(Supplied data begins)

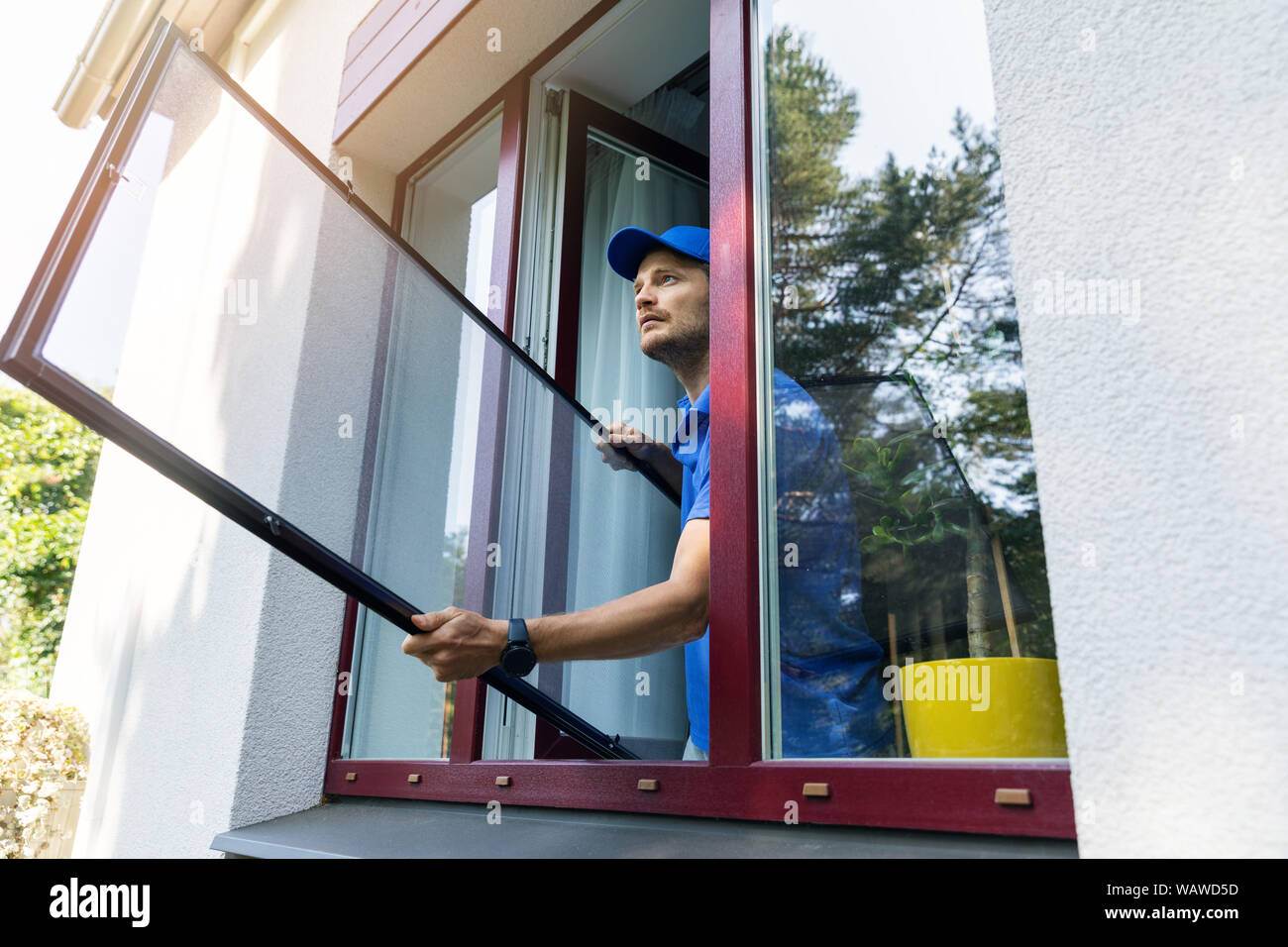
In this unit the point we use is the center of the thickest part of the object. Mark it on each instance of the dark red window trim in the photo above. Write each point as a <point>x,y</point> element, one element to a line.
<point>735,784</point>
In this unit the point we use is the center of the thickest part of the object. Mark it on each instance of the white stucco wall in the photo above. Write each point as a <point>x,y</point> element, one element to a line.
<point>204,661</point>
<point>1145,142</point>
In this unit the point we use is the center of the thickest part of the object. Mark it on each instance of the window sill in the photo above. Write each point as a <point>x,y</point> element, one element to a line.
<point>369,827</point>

(Supplied data ends)

Please set down exactly the lines running from the one with "of the window" to the last line of the entries above, both of them included, and no others.

▸ **Reply to the exercise**:
In this unit the point we use is the center of the thickest part of the object. Mark it on each instance of the window sill in the photo above. Write each point as a <point>x,y</point> element, one element to a line.
<point>369,827</point>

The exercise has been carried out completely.